▶

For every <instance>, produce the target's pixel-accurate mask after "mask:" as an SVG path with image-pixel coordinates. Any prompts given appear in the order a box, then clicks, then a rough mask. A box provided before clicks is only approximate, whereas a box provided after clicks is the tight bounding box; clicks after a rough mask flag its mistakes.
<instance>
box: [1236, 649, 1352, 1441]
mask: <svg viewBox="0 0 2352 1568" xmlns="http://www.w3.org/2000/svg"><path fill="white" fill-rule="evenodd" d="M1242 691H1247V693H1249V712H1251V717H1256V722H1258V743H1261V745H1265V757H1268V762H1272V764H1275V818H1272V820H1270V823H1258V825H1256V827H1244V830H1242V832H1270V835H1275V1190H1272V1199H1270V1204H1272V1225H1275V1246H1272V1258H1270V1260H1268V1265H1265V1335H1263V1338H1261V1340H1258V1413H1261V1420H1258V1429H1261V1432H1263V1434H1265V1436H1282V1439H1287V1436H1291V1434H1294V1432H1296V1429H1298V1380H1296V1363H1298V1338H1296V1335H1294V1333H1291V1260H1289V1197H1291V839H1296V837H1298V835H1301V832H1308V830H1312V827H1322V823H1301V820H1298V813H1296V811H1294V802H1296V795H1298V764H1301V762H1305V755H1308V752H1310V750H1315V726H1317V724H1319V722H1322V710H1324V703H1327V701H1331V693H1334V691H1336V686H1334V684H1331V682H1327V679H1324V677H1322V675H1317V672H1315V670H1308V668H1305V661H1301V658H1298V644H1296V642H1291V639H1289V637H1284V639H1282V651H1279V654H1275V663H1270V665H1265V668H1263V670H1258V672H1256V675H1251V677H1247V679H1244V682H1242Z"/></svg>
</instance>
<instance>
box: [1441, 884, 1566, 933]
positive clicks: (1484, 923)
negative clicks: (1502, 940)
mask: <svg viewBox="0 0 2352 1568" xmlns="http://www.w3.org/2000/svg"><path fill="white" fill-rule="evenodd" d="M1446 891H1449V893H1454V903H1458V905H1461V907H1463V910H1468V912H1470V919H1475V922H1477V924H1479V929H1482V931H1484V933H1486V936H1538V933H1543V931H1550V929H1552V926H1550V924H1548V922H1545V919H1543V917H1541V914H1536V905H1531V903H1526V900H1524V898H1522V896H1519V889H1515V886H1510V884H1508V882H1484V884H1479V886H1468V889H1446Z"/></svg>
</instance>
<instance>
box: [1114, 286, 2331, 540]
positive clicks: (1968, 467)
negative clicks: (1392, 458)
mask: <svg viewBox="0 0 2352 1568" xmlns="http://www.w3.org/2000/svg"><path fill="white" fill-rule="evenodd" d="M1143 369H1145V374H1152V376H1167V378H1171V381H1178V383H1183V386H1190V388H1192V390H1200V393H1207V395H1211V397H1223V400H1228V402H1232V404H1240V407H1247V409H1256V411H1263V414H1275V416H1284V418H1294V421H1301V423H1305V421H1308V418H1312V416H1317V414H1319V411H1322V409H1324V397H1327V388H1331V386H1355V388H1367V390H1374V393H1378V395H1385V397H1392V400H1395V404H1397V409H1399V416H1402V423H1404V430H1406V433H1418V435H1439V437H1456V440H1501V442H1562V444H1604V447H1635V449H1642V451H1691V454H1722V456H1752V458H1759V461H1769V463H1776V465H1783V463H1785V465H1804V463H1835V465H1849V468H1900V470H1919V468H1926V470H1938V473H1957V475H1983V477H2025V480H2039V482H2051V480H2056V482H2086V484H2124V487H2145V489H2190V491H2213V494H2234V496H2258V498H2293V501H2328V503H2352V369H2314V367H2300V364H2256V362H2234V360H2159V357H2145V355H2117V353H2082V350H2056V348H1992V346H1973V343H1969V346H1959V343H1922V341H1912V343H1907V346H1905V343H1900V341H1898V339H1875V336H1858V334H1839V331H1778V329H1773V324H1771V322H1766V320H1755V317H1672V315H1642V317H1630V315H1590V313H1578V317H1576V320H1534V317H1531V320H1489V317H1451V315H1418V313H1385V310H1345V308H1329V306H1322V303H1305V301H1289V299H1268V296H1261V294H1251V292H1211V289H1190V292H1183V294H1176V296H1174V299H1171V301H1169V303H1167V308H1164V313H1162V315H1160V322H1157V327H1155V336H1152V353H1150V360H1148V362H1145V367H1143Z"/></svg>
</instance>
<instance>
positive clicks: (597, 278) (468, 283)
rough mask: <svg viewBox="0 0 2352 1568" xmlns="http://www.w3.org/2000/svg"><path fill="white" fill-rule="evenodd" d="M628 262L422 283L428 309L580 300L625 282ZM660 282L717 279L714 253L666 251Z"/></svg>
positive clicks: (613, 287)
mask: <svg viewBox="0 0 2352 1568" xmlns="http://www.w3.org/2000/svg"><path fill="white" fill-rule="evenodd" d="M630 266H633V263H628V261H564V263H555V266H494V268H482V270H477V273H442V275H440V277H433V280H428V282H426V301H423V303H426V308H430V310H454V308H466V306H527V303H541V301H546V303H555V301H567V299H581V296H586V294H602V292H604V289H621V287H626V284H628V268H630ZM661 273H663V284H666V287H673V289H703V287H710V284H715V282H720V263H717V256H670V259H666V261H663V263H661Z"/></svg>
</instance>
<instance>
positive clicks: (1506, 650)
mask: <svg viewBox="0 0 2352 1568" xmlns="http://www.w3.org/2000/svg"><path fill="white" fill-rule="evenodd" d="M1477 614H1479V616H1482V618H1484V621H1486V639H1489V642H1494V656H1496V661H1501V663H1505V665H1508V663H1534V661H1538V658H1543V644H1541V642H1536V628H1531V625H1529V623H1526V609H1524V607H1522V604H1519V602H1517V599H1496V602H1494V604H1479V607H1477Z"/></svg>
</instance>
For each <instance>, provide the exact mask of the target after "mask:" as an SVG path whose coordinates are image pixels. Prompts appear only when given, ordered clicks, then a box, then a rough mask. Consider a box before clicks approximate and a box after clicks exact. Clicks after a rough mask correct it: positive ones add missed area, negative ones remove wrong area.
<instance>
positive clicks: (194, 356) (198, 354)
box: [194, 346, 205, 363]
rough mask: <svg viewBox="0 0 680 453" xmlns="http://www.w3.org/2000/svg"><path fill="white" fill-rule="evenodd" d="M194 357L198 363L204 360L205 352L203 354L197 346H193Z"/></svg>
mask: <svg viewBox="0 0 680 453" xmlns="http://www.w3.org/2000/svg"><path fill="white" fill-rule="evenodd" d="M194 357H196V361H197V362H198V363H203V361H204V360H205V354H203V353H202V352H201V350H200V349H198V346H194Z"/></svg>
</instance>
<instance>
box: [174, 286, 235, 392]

◀

> What you are asked to do: Recast every line of the items above as a numbered list, omitting any blank lines.

> Answer to this problem:
1. For every <instance>, produce the target's pixel-accurate mask after "mask:" as an SVG path with image-pixel coordinates. Any prompts given appear in the order a box, then clicks, then a rough mask. A box provided before clicks is only approximate, whereas a box provided after clicks is the tight bounding box; clicks after a rough mask flag its mistakes.
2. <instance>
3. box: [1236, 649, 1352, 1441]
4. mask: <svg viewBox="0 0 2352 1568" xmlns="http://www.w3.org/2000/svg"><path fill="white" fill-rule="evenodd" d="M1242 691H1247V693H1249V712H1251V717H1256V722H1258V743H1261V745H1265V757H1268V762H1272V764H1275V818H1272V820H1270V823H1258V825H1256V827H1244V830H1242V832H1270V835H1275V1190H1272V1199H1270V1204H1272V1225H1275V1246H1272V1258H1270V1260H1268V1265H1265V1335H1263V1338H1261V1340H1258V1413H1261V1420H1258V1429H1261V1432H1263V1434H1265V1436H1282V1439H1287V1436H1291V1434H1294V1432H1296V1429H1298V1380H1296V1363H1298V1338H1296V1335H1294V1333H1291V1260H1289V1197H1291V839H1296V837H1298V835H1301V832H1308V830H1312V827H1322V823H1301V820H1298V813H1296V811H1294V802H1296V795H1298V764H1301V762H1305V755H1308V752H1310V750H1315V726H1317V724H1319V722H1322V710H1324V703H1327V701H1331V693H1334V691H1336V686H1334V684H1331V682H1327V679H1324V677H1322V675H1317V672H1315V670H1308V668H1305V661H1301V658H1298V644H1296V642H1291V639H1289V637H1284V639H1282V651H1279V654H1275V663H1270V665H1265V668H1263V670H1258V672H1256V675H1251V677H1247V679H1244V682H1242Z"/></svg>
5. </instance>
6. <instance>
7. box: [1441, 884, 1566, 933]
8. positive clicks: (1484, 923)
9. negative clicks: (1502, 940)
10. mask: <svg viewBox="0 0 2352 1568" xmlns="http://www.w3.org/2000/svg"><path fill="white" fill-rule="evenodd" d="M1446 891H1449V893H1454V903H1458V905H1461V907H1463V910H1468V912H1470V919H1475V922H1477V924H1479V929H1482V931H1484V933H1486V936H1538V933H1543V931H1550V929H1552V926H1550V924H1548V922H1545V919H1543V917H1541V914H1536V905H1531V903H1526V900H1524V898H1522V896H1519V889H1515V886H1510V884H1508V882H1484V884H1479V886H1468V889H1446Z"/></svg>
11. </instance>
12. <instance>
13. box: [1114, 286, 2331, 540]
14. positive clicks: (1968, 467)
15. negative clicks: (1392, 458)
16. mask: <svg viewBox="0 0 2352 1568" xmlns="http://www.w3.org/2000/svg"><path fill="white" fill-rule="evenodd" d="M1143 369H1145V374H1152V376H1167V378H1171V381H1178V383H1183V386H1190V388H1192V390H1200V393H1207V395H1211V397H1223V400H1228V402H1232V404H1240V407H1247V409H1256V411H1263V414H1275V416H1284V418H1294V421H1301V423H1305V421H1308V418H1312V416H1317V414H1319V411H1322V409H1324V397H1327V388H1331V386H1355V388H1367V390H1374V393H1378V395H1385V397H1392V400H1395V404H1397V409H1399V416H1402V423H1404V430H1406V433H1418V435H1439V437H1456V440H1501V442H1562V444H1604V447H1635V449H1642V451H1691V454H1722V456H1752V458H1759V461H1769V463H1776V465H1783V463H1785V465H1804V463H1835V465H1849V468H1900V470H1919V468H1926V470H1938V473H1957V475H1983V477H2025V480H2039V482H2051V480H2056V482H2086V484H2124V487H2145V489H2190V491H2213V494H2234V496H2258V498H2293V501H2328V503H2352V369H2314V367H2300V364H2256V362H2234V360H2159V357H2145V355H2117V353H2082V350H2056V348H1992V346H1973V343H1969V346H1959V343H1922V341H1912V343H1907V346H1905V343H1900V341H1898V339H1875V336H1858V334H1839V331H1778V329H1773V324H1771V322H1766V320H1755V317H1672V315H1642V317H1630V315H1590V313H1578V317H1576V320H1534V317H1531V320H1489V317H1451V315H1418V313H1385V310H1345V308H1329V306H1322V303H1305V301H1289V299H1268V296H1261V294H1251V292H1211V289H1190V292H1183V294H1176V296H1174V299H1171V301H1169V303H1167V308H1164V313H1162V315H1160V322H1157V327H1155V336H1152V353H1150V360H1148V362H1145V367H1143Z"/></svg>
17. </instance>
18. <instance>
19. positive clicks: (597, 278) (468, 283)
20. rough mask: <svg viewBox="0 0 2352 1568" xmlns="http://www.w3.org/2000/svg"><path fill="white" fill-rule="evenodd" d="M628 262L422 283L428 309L580 300L625 282ZM660 282L717 279L714 253L666 251Z"/></svg>
21. positive clicks: (613, 287)
22. mask: <svg viewBox="0 0 2352 1568" xmlns="http://www.w3.org/2000/svg"><path fill="white" fill-rule="evenodd" d="M630 266H633V263H628V261H564V263H555V266H494V268H482V270H477V273H442V275H440V277H433V280H428V282H426V301H423V303H426V308H430V310H454V308H466V306H527V303H541V301H546V303H555V301H567V299H581V296H586V294H602V292H604V289H621V287H626V284H628V268H630ZM661 273H663V284H666V287H673V289H703V287H710V284H715V282H720V263H717V256H670V259H666V261H663V263H661Z"/></svg>
23. </instance>
24. <instance>
25. positive clicks: (1506, 650)
26. mask: <svg viewBox="0 0 2352 1568" xmlns="http://www.w3.org/2000/svg"><path fill="white" fill-rule="evenodd" d="M1477 614H1479V616H1482V618H1484V621H1486V639H1489V642H1494V656H1496V661H1501V663H1505V665H1508V663H1534V661H1538V658H1543V644H1541V642H1536V628H1531V625H1529V623H1526V609H1524V607H1522V604H1519V602H1517V599H1496V602H1494V604H1479V607H1477Z"/></svg>
27. </instance>
28. For each <instance>, provide the exact mask of the target after "mask:" as an SVG path whose coordinates are image pixels. Prompts appear only when given, ordered clicks, then a box, then a rough mask. Consider a box before clicks approximate and a box after clicks exact. Clicks after a rough mask correct it: positive ones add missed area, negative ones remove wrong area.
29. <instance>
30. positive clicks: (194, 356) (198, 354)
31. box: [194, 346, 205, 363]
32. rough mask: <svg viewBox="0 0 680 453" xmlns="http://www.w3.org/2000/svg"><path fill="white" fill-rule="evenodd" d="M194 357L198 363L204 360L205 352L203 354L197 346H193Z"/></svg>
33. mask: <svg viewBox="0 0 680 453" xmlns="http://www.w3.org/2000/svg"><path fill="white" fill-rule="evenodd" d="M194 357H196V361H197V362H198V363H203V361H204V360H205V354H203V353H202V352H201V350H200V349H198V346H194Z"/></svg>
34. </instance>
35. <instance>
36. box: [174, 286, 235, 392]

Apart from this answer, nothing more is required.